====== Document passage ======

Eye For Film >> Movies >> Edge Of Darkness (2010) Film Review
Edge Of Darkness
Reviewed by: Donald Munro
With Edge Of Darkness, director Martin Campbell revisits his BBC TV series. The series, highly regarded at the time, aired in 1985. It was a tense political thriller about the nuclear industry in Briton. The Cold War was still in full swing, nuclear annihilation still a distinct possibility, and the UK was still deep in Thatcher's economic malaise. The film's storyline has been updated to reflect current concerns such as the war on terror, its setting moved to Boston, Massachusetts.
Emma Craven (Bojana Novakovic), an intern at the Northmoor nuclear facility, returns home to visit her father, police detective Ronald Craven (Mel Gibson). She has something to tell him. As she becomes ill, Ronald tries to rush her to hospital, but just as he gets her out of his front door a masked man unloads both barrels of a sawn-off shotgun into her. Ronald's colleagues believe he was the target of the murderer, someone from his past out to take revenge, but as Ronald investigates his daughters death it becomes apparent that she was the real target. The mysterious Jedburgh (Ray Winstone) becomes involved.

======

▸ What is being asked: Rewrite the part of the Edge Of Darkness review that begins at the words "Eye For Film" and stops after "to Boston, Massachusetts.", putting "drama" wherever "thriller" appears.

====== Data under study ======

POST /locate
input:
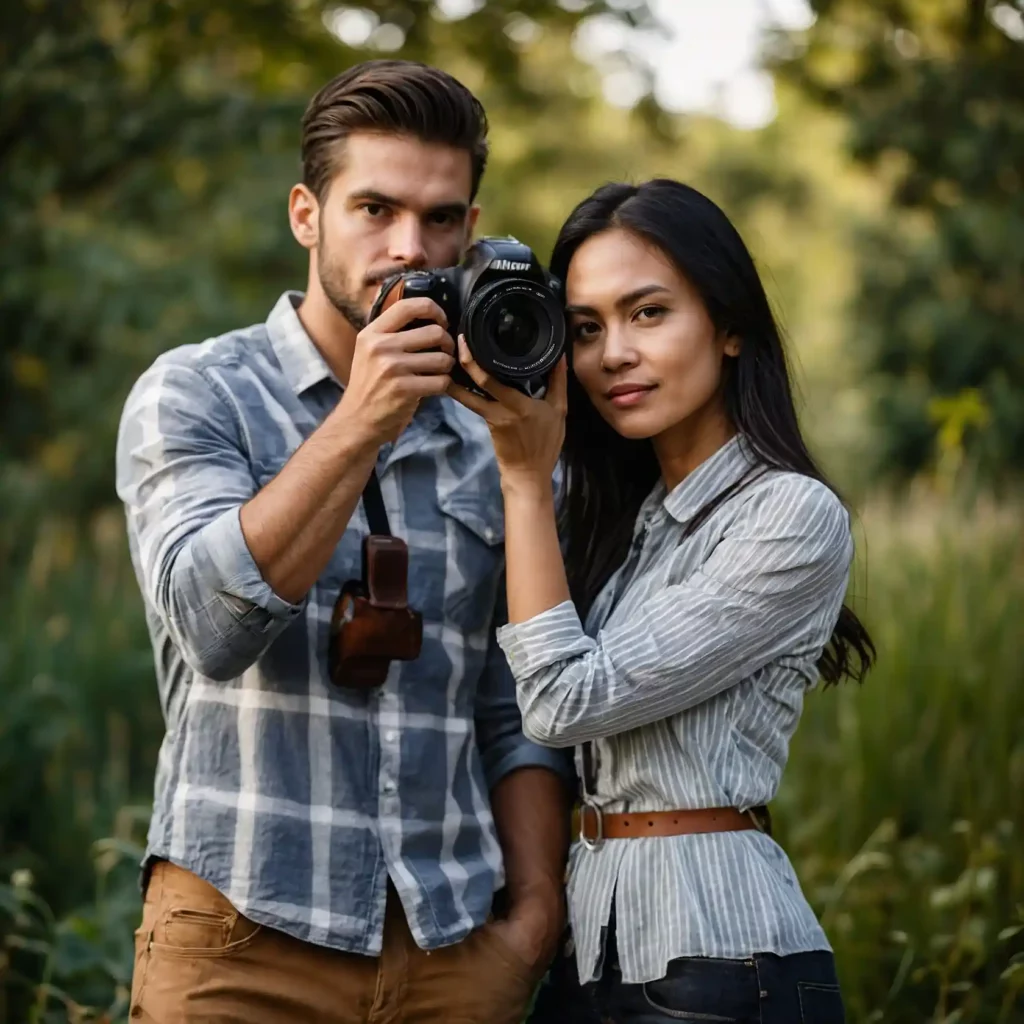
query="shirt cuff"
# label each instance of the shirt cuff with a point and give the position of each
(525, 754)
(240, 583)
(550, 637)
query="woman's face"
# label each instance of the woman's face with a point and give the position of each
(644, 348)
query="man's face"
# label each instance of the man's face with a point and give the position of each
(395, 204)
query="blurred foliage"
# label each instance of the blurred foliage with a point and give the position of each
(934, 94)
(902, 807)
(147, 148)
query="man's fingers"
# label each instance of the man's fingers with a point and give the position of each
(472, 401)
(404, 310)
(425, 364)
(420, 338)
(420, 387)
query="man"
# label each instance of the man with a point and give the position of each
(320, 853)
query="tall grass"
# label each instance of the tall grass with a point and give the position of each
(903, 806)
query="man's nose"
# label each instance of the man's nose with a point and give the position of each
(406, 244)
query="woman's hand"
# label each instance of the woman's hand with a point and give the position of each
(527, 433)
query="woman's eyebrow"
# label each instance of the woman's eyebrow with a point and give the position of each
(627, 300)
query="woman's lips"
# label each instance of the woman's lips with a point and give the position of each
(627, 395)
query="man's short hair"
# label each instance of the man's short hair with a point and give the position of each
(402, 97)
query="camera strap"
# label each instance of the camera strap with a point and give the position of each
(373, 505)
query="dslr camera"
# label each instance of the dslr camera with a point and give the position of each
(508, 306)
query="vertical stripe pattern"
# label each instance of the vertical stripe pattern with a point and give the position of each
(688, 678)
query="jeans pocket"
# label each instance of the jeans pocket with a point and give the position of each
(820, 1004)
(707, 990)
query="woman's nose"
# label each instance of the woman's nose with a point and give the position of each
(619, 352)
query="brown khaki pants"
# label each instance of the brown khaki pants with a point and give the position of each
(199, 961)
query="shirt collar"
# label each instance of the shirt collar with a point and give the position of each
(300, 359)
(714, 475)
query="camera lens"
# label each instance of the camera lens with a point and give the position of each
(513, 326)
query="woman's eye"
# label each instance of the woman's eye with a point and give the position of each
(581, 332)
(650, 312)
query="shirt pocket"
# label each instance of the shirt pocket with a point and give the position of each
(473, 524)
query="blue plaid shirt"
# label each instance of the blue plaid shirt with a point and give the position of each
(293, 798)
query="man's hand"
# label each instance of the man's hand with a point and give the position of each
(393, 369)
(534, 926)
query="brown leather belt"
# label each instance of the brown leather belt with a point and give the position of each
(592, 826)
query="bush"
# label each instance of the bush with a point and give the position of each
(901, 809)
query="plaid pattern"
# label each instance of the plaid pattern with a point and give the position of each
(296, 800)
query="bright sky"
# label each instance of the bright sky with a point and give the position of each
(709, 65)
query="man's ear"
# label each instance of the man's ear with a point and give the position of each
(472, 215)
(303, 216)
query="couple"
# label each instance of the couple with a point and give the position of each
(403, 853)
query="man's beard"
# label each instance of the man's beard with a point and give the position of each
(347, 304)
(332, 278)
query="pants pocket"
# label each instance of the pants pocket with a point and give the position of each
(820, 1004)
(706, 990)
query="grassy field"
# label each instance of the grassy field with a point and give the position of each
(903, 807)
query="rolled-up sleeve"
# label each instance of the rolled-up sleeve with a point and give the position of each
(772, 586)
(183, 476)
(501, 739)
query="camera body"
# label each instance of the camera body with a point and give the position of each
(506, 304)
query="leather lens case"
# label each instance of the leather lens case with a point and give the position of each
(372, 624)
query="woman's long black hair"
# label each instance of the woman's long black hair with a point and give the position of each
(607, 475)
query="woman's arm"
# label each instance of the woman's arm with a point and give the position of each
(535, 570)
(772, 587)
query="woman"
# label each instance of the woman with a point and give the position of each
(709, 559)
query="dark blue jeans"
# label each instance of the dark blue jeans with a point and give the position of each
(801, 988)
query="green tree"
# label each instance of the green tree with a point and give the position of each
(147, 148)
(934, 92)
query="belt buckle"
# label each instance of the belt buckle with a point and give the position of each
(591, 844)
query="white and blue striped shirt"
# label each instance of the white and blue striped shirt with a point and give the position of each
(295, 799)
(689, 678)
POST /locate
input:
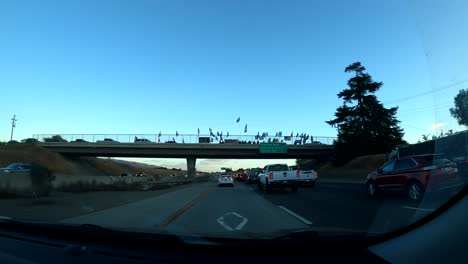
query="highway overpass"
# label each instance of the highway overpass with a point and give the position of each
(189, 151)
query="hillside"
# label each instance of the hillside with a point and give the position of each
(57, 164)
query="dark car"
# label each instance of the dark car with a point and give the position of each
(17, 168)
(242, 177)
(108, 141)
(413, 175)
(252, 177)
(80, 141)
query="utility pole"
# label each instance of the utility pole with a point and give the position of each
(13, 125)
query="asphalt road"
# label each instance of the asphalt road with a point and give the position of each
(205, 209)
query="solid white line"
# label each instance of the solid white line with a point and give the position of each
(420, 209)
(295, 215)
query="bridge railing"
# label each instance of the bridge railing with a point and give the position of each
(187, 138)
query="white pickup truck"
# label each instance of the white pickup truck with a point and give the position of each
(278, 176)
(307, 177)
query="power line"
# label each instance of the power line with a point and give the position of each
(427, 108)
(426, 92)
(13, 125)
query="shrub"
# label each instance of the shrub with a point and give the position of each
(41, 180)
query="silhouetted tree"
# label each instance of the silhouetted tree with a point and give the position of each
(460, 111)
(364, 125)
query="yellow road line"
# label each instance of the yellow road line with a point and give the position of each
(184, 209)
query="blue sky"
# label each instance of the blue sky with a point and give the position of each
(148, 66)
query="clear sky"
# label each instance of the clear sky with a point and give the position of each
(144, 66)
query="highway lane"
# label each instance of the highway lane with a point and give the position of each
(236, 211)
(346, 207)
(242, 211)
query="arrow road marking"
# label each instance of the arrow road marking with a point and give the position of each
(229, 228)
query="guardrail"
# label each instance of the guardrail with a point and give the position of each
(188, 138)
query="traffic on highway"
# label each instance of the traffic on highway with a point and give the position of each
(258, 127)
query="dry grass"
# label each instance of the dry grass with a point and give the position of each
(58, 164)
(356, 168)
(109, 167)
(28, 153)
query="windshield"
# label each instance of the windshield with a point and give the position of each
(354, 95)
(278, 168)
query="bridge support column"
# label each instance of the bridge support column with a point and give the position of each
(191, 170)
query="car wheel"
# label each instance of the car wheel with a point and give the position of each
(415, 191)
(371, 189)
(294, 189)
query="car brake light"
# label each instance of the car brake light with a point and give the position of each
(433, 167)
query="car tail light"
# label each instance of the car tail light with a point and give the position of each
(433, 167)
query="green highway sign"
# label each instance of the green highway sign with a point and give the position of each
(268, 148)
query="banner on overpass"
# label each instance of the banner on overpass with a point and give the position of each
(268, 148)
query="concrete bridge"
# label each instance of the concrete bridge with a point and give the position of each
(190, 151)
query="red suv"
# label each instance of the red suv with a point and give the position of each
(413, 174)
(242, 177)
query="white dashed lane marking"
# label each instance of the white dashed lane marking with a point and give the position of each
(419, 209)
(307, 222)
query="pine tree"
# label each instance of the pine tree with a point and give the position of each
(364, 125)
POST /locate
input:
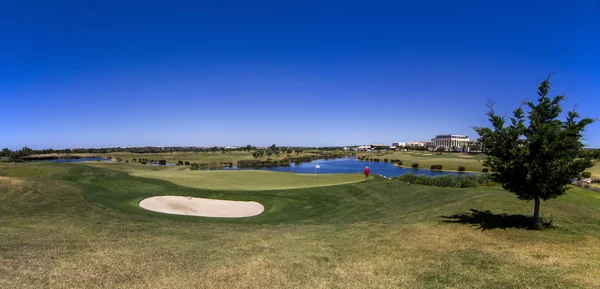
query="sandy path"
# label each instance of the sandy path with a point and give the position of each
(189, 206)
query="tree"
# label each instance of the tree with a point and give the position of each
(538, 160)
(269, 153)
(14, 157)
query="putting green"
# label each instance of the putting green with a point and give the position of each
(251, 180)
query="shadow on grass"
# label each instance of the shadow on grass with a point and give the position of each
(487, 220)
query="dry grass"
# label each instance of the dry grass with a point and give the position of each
(53, 237)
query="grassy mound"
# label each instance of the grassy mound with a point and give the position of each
(72, 225)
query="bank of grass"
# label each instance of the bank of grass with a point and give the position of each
(247, 179)
(595, 170)
(449, 161)
(73, 225)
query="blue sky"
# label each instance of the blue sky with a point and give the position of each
(136, 73)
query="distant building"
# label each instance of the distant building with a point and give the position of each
(451, 141)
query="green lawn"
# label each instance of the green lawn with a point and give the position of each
(595, 170)
(246, 180)
(78, 225)
(450, 161)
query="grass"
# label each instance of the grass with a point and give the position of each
(247, 180)
(449, 161)
(76, 225)
(595, 170)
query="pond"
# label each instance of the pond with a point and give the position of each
(352, 166)
(78, 160)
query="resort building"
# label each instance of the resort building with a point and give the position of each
(450, 141)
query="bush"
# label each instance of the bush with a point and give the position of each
(436, 167)
(450, 181)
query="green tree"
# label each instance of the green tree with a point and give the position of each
(538, 160)
(14, 157)
(269, 153)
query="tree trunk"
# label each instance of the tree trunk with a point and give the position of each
(536, 212)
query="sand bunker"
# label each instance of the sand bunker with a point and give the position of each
(189, 206)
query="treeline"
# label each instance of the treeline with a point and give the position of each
(153, 149)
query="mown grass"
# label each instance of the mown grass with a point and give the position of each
(73, 225)
(595, 170)
(253, 180)
(449, 161)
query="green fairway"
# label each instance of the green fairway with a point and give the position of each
(79, 225)
(595, 170)
(250, 180)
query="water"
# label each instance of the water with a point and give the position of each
(78, 160)
(165, 165)
(353, 166)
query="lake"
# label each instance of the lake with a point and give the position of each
(352, 166)
(331, 166)
(78, 160)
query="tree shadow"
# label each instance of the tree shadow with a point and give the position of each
(487, 220)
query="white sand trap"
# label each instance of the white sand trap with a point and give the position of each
(189, 206)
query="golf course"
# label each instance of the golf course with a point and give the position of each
(81, 225)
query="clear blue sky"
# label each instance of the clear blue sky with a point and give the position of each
(136, 73)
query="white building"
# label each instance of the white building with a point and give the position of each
(450, 141)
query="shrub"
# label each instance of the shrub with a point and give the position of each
(451, 181)
(436, 167)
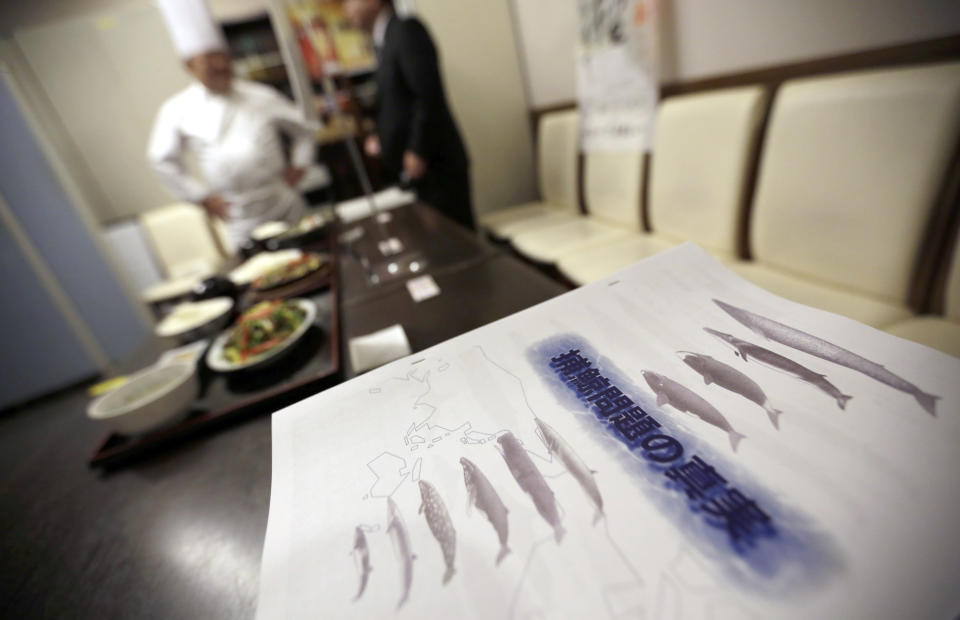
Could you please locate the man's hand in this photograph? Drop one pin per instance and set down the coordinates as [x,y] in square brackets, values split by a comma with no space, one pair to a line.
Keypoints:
[216,206]
[371,146]
[293,175]
[414,165]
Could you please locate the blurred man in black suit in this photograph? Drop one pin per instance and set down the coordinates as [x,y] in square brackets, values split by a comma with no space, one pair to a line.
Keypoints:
[416,133]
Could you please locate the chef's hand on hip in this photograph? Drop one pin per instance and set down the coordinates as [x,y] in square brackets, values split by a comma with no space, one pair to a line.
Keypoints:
[216,206]
[371,146]
[414,165]
[292,175]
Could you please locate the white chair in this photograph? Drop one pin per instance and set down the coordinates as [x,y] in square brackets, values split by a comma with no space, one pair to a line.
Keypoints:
[558,148]
[938,332]
[851,167]
[182,239]
[701,157]
[612,184]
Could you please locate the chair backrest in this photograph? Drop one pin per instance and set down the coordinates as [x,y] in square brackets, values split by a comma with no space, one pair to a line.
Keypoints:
[558,149]
[952,298]
[851,167]
[702,153]
[612,186]
[182,239]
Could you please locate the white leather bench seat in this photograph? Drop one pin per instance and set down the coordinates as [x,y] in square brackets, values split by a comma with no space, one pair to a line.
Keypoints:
[558,148]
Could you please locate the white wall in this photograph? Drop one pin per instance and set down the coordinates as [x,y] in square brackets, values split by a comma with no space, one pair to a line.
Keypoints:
[481,70]
[702,38]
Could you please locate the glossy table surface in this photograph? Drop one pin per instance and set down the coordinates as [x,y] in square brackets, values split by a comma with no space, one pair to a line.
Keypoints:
[179,534]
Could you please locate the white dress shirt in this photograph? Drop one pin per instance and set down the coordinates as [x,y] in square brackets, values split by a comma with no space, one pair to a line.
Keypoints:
[233,140]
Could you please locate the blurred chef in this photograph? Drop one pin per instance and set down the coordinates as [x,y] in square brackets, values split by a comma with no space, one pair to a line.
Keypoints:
[229,132]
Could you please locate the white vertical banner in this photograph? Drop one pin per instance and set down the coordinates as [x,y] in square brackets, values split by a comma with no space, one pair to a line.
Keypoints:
[617,78]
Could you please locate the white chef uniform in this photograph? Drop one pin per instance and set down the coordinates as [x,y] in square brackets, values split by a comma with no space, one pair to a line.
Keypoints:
[235,143]
[232,139]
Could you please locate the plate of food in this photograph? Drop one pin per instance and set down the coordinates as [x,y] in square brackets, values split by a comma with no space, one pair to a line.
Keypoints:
[260,264]
[261,335]
[292,271]
[269,230]
[303,230]
[193,320]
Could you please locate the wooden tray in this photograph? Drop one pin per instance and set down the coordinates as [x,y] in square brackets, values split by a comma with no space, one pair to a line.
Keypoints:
[313,364]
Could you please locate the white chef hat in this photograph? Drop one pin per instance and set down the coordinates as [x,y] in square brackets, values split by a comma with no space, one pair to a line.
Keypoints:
[191,27]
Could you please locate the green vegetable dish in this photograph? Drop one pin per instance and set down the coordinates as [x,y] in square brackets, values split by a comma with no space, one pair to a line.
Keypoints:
[262,328]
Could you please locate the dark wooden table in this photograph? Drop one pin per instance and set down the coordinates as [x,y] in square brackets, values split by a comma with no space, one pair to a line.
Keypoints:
[179,534]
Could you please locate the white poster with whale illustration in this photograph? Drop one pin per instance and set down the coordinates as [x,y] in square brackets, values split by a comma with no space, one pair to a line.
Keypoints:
[670,442]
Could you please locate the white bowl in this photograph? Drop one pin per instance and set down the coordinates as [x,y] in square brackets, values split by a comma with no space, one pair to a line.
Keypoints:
[219,363]
[148,400]
[194,320]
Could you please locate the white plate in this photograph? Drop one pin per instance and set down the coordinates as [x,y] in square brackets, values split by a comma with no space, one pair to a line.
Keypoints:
[261,264]
[191,315]
[148,400]
[268,230]
[217,362]
[170,289]
[378,348]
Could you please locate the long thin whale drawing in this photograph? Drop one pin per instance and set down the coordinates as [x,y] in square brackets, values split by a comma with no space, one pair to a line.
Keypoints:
[441,526]
[362,551]
[748,350]
[531,481]
[730,379]
[808,343]
[480,493]
[558,447]
[401,541]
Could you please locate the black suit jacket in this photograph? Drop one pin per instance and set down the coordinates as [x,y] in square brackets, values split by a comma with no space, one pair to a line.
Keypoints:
[412,109]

======

▸ Output below:
Eye For Film >> Movies >> Edge Of Darkness (2010) Film Review
Edge Of Darkness
Reviewed by: Donald Munro
With Edge Of Darkness, director Martin Campbell revisits his BBC TV series. The series, highly regarded at the time, aired in 1985. It was a tense political drama about the nuclear industry in Briton. The Cold War was still in full swing, nuclear annihilation still a distinct possibility, and the UK was still deep in Thatcher's economic malaise. The film's storyline has been updated to reflect current concerns such as the war on terror, its setting moved to Boston, Massachusetts.